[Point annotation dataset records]

* Start *

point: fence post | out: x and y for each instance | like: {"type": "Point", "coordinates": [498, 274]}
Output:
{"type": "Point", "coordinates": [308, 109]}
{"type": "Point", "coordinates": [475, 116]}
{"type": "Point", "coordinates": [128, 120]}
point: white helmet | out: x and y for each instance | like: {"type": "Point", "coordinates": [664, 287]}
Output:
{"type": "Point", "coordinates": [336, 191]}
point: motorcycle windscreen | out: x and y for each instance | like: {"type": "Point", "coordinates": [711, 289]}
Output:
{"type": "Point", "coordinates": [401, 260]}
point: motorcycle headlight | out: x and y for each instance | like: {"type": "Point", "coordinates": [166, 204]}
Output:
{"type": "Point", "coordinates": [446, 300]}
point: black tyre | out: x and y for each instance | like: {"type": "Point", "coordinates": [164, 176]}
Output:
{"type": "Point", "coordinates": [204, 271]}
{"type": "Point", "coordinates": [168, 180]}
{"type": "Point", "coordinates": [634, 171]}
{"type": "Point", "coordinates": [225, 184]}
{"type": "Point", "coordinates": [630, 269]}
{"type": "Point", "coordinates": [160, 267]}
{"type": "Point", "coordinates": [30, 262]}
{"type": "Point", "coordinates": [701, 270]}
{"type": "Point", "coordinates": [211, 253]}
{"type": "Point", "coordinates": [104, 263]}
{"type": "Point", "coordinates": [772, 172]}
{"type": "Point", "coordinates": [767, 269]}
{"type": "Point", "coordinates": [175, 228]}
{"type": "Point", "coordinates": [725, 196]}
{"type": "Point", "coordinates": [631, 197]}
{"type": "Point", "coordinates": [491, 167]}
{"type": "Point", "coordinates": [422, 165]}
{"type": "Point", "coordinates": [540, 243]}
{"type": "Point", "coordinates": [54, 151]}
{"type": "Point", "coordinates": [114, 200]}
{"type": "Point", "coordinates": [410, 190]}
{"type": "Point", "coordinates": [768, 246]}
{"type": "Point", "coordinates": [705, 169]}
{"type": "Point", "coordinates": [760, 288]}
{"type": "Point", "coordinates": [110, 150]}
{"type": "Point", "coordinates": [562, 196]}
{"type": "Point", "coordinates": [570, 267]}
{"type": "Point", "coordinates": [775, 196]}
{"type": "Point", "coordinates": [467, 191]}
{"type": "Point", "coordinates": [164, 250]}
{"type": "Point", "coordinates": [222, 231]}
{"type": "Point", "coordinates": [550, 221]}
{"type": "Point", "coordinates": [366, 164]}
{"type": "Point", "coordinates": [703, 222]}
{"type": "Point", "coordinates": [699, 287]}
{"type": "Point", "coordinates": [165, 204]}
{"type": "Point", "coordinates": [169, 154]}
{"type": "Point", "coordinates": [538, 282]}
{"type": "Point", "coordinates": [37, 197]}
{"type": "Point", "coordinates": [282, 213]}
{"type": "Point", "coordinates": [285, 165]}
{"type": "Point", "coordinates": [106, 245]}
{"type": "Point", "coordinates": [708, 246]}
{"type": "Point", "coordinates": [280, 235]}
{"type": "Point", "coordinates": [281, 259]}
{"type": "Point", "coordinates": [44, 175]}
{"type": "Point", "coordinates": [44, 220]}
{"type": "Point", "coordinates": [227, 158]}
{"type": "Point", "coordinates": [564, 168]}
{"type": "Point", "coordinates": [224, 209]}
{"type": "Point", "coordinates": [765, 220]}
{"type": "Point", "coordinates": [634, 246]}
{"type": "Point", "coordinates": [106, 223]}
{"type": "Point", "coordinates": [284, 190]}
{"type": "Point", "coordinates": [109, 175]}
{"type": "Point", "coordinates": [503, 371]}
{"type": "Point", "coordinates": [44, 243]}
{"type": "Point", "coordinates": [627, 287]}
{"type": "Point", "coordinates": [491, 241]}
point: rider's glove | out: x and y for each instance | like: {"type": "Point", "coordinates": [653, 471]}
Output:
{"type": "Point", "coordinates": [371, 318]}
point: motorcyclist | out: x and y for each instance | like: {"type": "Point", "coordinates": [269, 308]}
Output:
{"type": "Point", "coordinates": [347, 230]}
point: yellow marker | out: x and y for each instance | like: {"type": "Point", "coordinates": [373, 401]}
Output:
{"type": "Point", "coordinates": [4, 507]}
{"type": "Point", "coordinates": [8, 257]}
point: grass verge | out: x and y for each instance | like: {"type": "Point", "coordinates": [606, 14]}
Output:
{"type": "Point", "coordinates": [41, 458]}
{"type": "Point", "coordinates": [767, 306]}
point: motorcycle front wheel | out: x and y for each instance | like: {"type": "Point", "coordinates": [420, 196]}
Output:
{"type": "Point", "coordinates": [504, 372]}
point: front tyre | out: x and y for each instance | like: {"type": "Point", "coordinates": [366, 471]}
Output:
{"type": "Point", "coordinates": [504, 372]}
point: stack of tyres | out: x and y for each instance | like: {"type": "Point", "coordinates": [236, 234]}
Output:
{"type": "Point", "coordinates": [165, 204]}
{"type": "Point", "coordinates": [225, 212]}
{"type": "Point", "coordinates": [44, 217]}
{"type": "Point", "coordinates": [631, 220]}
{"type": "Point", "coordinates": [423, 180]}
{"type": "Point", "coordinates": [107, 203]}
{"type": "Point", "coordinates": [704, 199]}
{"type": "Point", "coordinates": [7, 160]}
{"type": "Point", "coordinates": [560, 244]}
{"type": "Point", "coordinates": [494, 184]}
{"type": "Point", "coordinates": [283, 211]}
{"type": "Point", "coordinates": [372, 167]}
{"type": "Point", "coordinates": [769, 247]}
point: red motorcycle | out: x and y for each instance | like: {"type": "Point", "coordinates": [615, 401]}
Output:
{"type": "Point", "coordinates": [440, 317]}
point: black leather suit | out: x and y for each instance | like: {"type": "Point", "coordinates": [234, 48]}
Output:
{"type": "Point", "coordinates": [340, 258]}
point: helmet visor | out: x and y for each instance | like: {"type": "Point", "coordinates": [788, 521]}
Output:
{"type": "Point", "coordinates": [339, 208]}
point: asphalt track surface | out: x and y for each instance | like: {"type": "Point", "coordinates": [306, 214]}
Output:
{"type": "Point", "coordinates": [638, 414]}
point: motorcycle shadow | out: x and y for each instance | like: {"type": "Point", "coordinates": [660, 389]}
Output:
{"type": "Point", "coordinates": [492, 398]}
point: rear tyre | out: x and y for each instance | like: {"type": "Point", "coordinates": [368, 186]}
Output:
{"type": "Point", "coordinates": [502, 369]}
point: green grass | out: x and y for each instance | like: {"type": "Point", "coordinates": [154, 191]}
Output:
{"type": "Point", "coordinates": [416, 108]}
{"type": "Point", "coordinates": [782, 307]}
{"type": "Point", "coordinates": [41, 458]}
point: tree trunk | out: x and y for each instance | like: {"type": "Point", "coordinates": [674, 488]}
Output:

* End *

# WHAT YOU ARE ASKED TO DO:
Lay out every line of the records above as a numbered list, omitting any blank lines.

# ANSWER IN FULL:
1. point: fence post | out: x and y for each instance | like: {"type": "Point", "coordinates": [498, 274]}
2. Output:
3. {"type": "Point", "coordinates": [308, 109]}
4. {"type": "Point", "coordinates": [475, 116]}
5. {"type": "Point", "coordinates": [128, 120]}
6. point: white helmet | out: x and y for each instance | like: {"type": "Point", "coordinates": [664, 287]}
7. Output:
8. {"type": "Point", "coordinates": [336, 191]}
9. point: motorcycle windscreen | out: x and y for each instance | like: {"type": "Point", "coordinates": [711, 289]}
10. Output:
11. {"type": "Point", "coordinates": [401, 260]}
12. point: motorcycle headlight | out: x and y for each instance | like: {"type": "Point", "coordinates": [166, 204]}
13. Output:
14. {"type": "Point", "coordinates": [446, 300]}
15. point: black tyre | out: x and y for each instance | like: {"type": "Point", "coordinates": [164, 176]}
16. Output:
17. {"type": "Point", "coordinates": [204, 271]}
18. {"type": "Point", "coordinates": [168, 180]}
19. {"type": "Point", "coordinates": [634, 171]}
20. {"type": "Point", "coordinates": [225, 184]}
21. {"type": "Point", "coordinates": [630, 269]}
22. {"type": "Point", "coordinates": [160, 267]}
23. {"type": "Point", "coordinates": [30, 262]}
24. {"type": "Point", "coordinates": [701, 270]}
25. {"type": "Point", "coordinates": [211, 253]}
26. {"type": "Point", "coordinates": [104, 263]}
27. {"type": "Point", "coordinates": [772, 172]}
28. {"type": "Point", "coordinates": [767, 269]}
29. {"type": "Point", "coordinates": [175, 228]}
30. {"type": "Point", "coordinates": [725, 196]}
31. {"type": "Point", "coordinates": [631, 197]}
32. {"type": "Point", "coordinates": [491, 167]}
33. {"type": "Point", "coordinates": [422, 165]}
34. {"type": "Point", "coordinates": [540, 243]}
35. {"type": "Point", "coordinates": [54, 151]}
36. {"type": "Point", "coordinates": [114, 200]}
37. {"type": "Point", "coordinates": [410, 190]}
38. {"type": "Point", "coordinates": [768, 246]}
39. {"type": "Point", "coordinates": [705, 169]}
40. {"type": "Point", "coordinates": [760, 288]}
41. {"type": "Point", "coordinates": [110, 150]}
42. {"type": "Point", "coordinates": [562, 196]}
43. {"type": "Point", "coordinates": [570, 267]}
44. {"type": "Point", "coordinates": [775, 196]}
45. {"type": "Point", "coordinates": [467, 191]}
46. {"type": "Point", "coordinates": [164, 250]}
47. {"type": "Point", "coordinates": [222, 231]}
48. {"type": "Point", "coordinates": [550, 221]}
49. {"type": "Point", "coordinates": [366, 164]}
50. {"type": "Point", "coordinates": [703, 222]}
51. {"type": "Point", "coordinates": [699, 287]}
52. {"type": "Point", "coordinates": [165, 204]}
53. {"type": "Point", "coordinates": [169, 154]}
54. {"type": "Point", "coordinates": [538, 282]}
55. {"type": "Point", "coordinates": [37, 197]}
56. {"type": "Point", "coordinates": [282, 213]}
57. {"type": "Point", "coordinates": [285, 165]}
58. {"type": "Point", "coordinates": [106, 245]}
59. {"type": "Point", "coordinates": [708, 246]}
60. {"type": "Point", "coordinates": [280, 235]}
61. {"type": "Point", "coordinates": [281, 259]}
62. {"type": "Point", "coordinates": [44, 175]}
63. {"type": "Point", "coordinates": [44, 220]}
64. {"type": "Point", "coordinates": [227, 158]}
65. {"type": "Point", "coordinates": [564, 168]}
66. {"type": "Point", "coordinates": [224, 209]}
67. {"type": "Point", "coordinates": [765, 220]}
68. {"type": "Point", "coordinates": [634, 246]}
69. {"type": "Point", "coordinates": [106, 223]}
70. {"type": "Point", "coordinates": [284, 190]}
71. {"type": "Point", "coordinates": [109, 175]}
72. {"type": "Point", "coordinates": [503, 371]}
73. {"type": "Point", "coordinates": [44, 243]}
74. {"type": "Point", "coordinates": [627, 287]}
75. {"type": "Point", "coordinates": [491, 241]}
76. point: rider's glove | out: x and y for each instance | like: {"type": "Point", "coordinates": [653, 471]}
77. Output:
78. {"type": "Point", "coordinates": [371, 318]}
79. point: motorcyclist | out: x and y for each instance | like: {"type": "Point", "coordinates": [269, 308]}
80. Output:
81. {"type": "Point", "coordinates": [347, 230]}
82. point: yellow marker | out: x and y for each instance | like: {"type": "Point", "coordinates": [373, 401]}
83. Output:
84. {"type": "Point", "coordinates": [4, 507]}
85. {"type": "Point", "coordinates": [8, 257]}
86. point: grass verge | out: x and y for each instance | like: {"type": "Point", "coordinates": [606, 14]}
87. Output:
88. {"type": "Point", "coordinates": [41, 458]}
89. {"type": "Point", "coordinates": [767, 306]}
90. point: motorcycle front wheel | out: x and y for each instance | like: {"type": "Point", "coordinates": [420, 196]}
91. Output:
92. {"type": "Point", "coordinates": [504, 372]}
93. point: front tyre | out: x and y for each instance | like: {"type": "Point", "coordinates": [366, 471]}
94. Output:
95. {"type": "Point", "coordinates": [504, 372]}
96. point: stack of tyres | out: x and y for each instance | like: {"type": "Point", "coordinates": [236, 234]}
97. Output:
98. {"type": "Point", "coordinates": [165, 204]}
99. {"type": "Point", "coordinates": [225, 212]}
100. {"type": "Point", "coordinates": [44, 217]}
101. {"type": "Point", "coordinates": [631, 220]}
102. {"type": "Point", "coordinates": [423, 180]}
103. {"type": "Point", "coordinates": [107, 203]}
104. {"type": "Point", "coordinates": [704, 199]}
105. {"type": "Point", "coordinates": [7, 160]}
106. {"type": "Point", "coordinates": [560, 244]}
107. {"type": "Point", "coordinates": [494, 184]}
108. {"type": "Point", "coordinates": [283, 211]}
109. {"type": "Point", "coordinates": [372, 167]}
110. {"type": "Point", "coordinates": [769, 247]}
111. point: red motorcycle | out: x and y for each instance | like: {"type": "Point", "coordinates": [615, 401]}
112. Output:
113. {"type": "Point", "coordinates": [440, 317]}
114. point: black leather suit | out: x and y for each instance | like: {"type": "Point", "coordinates": [234, 48]}
115. Output:
116. {"type": "Point", "coordinates": [340, 258]}
117. point: helmet visor | out: x and y for each instance | like: {"type": "Point", "coordinates": [788, 521]}
118. Output:
119. {"type": "Point", "coordinates": [339, 208]}
120. point: asphalt track surface | out: x and y for each instance | like: {"type": "Point", "coordinates": [306, 214]}
121. Output:
122. {"type": "Point", "coordinates": [638, 414]}
123. point: motorcycle shadow | out: x and y for each instance | like: {"type": "Point", "coordinates": [660, 389]}
124. Output:
125. {"type": "Point", "coordinates": [492, 398]}
126. point: rear tyre | out: x and y for each instance | like: {"type": "Point", "coordinates": [368, 186]}
127. Output:
128. {"type": "Point", "coordinates": [502, 369]}
129. point: green grass | out: x and y for each instance | like: {"type": "Point", "coordinates": [154, 191]}
130. Output:
131. {"type": "Point", "coordinates": [416, 108]}
132. {"type": "Point", "coordinates": [782, 307]}
133. {"type": "Point", "coordinates": [41, 458]}
134. point: tree trunk | out: x and y for each instance | like: {"type": "Point", "coordinates": [674, 488]}
135. Output:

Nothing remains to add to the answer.